Reproduce the following lines verbatim, character for character.

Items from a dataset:

________________________

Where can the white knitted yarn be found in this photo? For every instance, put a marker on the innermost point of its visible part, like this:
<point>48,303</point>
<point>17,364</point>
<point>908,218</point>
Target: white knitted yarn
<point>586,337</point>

________________________

ANSWER FOR THIS EXERCISE:
Where can the white knitted yarn be found in this photo? For every instance, put a marker on the innermost point of its visible part, like this:
<point>48,303</point>
<point>17,364</point>
<point>908,218</point>
Target: white knitted yarn
<point>586,337</point>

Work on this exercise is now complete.